Starting at the first line of the records below, transcribe each line exactly, ending with the line that contains "target | white door frame".

# [TASK DATA]
-- Opening Marker --
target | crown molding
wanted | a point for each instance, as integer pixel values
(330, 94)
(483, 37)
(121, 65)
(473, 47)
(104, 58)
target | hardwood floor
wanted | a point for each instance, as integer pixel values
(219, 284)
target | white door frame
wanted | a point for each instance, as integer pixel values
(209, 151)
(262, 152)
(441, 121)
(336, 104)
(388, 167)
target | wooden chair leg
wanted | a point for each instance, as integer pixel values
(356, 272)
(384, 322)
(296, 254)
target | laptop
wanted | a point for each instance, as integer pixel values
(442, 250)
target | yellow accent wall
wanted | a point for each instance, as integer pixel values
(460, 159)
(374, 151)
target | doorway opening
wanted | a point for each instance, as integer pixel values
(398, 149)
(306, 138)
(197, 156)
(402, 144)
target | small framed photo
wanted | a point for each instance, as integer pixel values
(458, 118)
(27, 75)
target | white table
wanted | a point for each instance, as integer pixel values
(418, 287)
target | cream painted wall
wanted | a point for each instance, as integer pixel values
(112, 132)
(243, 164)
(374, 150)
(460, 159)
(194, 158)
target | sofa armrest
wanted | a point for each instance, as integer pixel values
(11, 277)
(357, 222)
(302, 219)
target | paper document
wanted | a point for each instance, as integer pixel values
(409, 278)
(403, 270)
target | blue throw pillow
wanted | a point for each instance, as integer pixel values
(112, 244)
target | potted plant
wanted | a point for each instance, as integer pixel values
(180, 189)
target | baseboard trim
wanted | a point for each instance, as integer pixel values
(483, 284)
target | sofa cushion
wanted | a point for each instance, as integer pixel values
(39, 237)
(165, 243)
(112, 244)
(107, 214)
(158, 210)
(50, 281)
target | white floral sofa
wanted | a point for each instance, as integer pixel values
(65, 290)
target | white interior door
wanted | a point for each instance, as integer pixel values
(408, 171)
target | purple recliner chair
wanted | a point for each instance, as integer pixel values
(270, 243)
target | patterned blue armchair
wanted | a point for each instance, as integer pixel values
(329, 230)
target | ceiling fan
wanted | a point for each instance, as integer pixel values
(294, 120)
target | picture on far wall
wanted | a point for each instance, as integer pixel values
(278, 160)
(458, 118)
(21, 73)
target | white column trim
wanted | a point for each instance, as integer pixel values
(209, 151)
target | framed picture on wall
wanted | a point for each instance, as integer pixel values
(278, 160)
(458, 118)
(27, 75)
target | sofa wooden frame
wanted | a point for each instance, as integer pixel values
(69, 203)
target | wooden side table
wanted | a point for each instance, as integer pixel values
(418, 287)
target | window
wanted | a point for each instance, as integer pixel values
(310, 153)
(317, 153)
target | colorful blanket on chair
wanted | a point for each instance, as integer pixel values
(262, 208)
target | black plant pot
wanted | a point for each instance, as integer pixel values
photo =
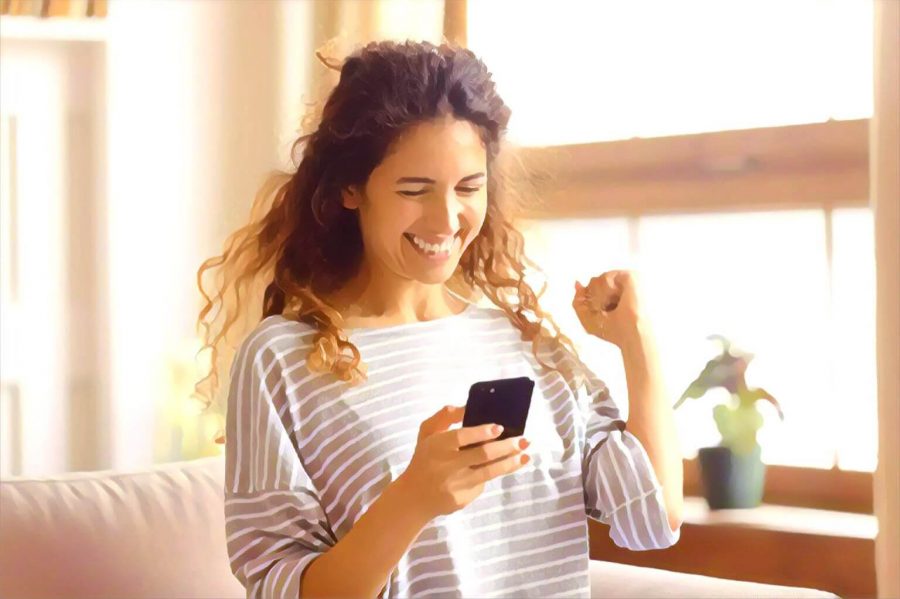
(731, 480)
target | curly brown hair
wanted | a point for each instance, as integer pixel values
(302, 244)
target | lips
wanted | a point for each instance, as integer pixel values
(409, 236)
(421, 252)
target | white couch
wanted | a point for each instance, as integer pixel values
(159, 532)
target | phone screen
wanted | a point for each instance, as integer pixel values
(502, 401)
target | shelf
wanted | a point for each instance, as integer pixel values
(87, 29)
(784, 519)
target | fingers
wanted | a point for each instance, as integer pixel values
(487, 453)
(470, 435)
(495, 469)
(440, 421)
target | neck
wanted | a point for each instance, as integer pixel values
(384, 297)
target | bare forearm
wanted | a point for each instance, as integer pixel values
(360, 563)
(651, 418)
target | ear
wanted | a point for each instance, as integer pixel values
(350, 197)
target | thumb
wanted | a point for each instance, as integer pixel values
(441, 420)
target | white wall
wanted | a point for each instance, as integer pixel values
(196, 116)
(884, 140)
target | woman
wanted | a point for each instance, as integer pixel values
(345, 475)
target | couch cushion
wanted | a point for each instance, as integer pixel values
(159, 532)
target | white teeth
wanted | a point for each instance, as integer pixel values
(433, 248)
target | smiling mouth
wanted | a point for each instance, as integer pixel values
(439, 255)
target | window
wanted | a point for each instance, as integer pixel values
(761, 279)
(696, 65)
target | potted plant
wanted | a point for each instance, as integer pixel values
(732, 472)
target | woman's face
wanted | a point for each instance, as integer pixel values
(426, 201)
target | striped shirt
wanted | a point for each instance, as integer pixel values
(307, 454)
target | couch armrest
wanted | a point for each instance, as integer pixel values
(610, 580)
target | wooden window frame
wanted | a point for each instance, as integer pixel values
(808, 166)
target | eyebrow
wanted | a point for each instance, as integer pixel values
(427, 180)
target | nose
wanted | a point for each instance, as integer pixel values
(445, 214)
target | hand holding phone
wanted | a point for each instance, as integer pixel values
(500, 401)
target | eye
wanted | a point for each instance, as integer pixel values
(468, 190)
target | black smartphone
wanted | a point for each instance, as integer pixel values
(502, 401)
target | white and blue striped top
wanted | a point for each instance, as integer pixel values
(306, 454)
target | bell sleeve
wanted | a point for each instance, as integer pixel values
(275, 524)
(621, 488)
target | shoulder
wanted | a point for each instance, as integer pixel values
(275, 336)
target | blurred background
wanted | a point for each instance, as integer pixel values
(719, 148)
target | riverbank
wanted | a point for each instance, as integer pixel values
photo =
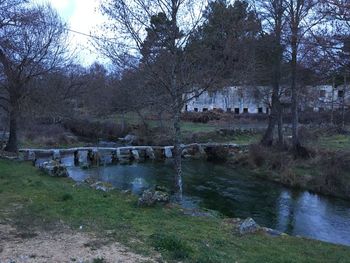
-- Closing Marker --
# [TASK ANSWER]
target | crown molding
wanted | a point for each instance, as integer pixel values
(330, 94)
(483, 37)
(121, 65)
(473, 47)
(104, 58)
target | hardwood floor
wanted | a point for each instance, as integer pixel values
(219, 284)
target | white door frame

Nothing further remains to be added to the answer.